Task input –
· · · ·

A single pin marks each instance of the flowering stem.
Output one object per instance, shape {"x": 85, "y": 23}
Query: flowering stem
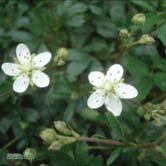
{"x": 11, "y": 142}
{"x": 101, "y": 141}
{"x": 118, "y": 143}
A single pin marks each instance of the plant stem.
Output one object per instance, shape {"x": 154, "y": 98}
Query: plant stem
{"x": 101, "y": 141}
{"x": 11, "y": 142}
{"x": 118, "y": 143}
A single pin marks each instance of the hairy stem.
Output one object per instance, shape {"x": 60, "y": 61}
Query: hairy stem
{"x": 118, "y": 143}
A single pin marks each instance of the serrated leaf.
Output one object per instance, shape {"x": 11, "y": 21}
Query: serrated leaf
{"x": 161, "y": 33}
{"x": 114, "y": 125}
{"x": 114, "y": 155}
{"x": 160, "y": 80}
{"x": 144, "y": 85}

· · · ·

Goal – Reproduce every line above, including each request and its format sample unchanged, but shift the answer points by adding 33 to both their x and y coordinates. Omit the picture markers from your output.

Output of the exercise –
A single pin marks each instance of the flowering stem.
Output one object per instance, shape {"x": 85, "y": 23}
Query: flowering stem
{"x": 44, "y": 175}
{"x": 134, "y": 174}
{"x": 151, "y": 176}
A single pin marks each instance of the plant stem.
Output one object per instance, shape {"x": 154, "y": 98}
Query: plant stem
{"x": 134, "y": 174}
{"x": 44, "y": 175}
{"x": 151, "y": 176}
A single pin marks each instance of the hairy stem.
Output one object per instance, shape {"x": 60, "y": 61}
Query: hairy stem
{"x": 151, "y": 176}
A single pin marks each instance of the serrated leaf.
Output one object per instance, shape {"x": 11, "y": 21}
Query: serrated leaf
{"x": 194, "y": 66}
{"x": 147, "y": 158}
{"x": 147, "y": 188}
{"x": 193, "y": 113}
{"x": 177, "y": 118}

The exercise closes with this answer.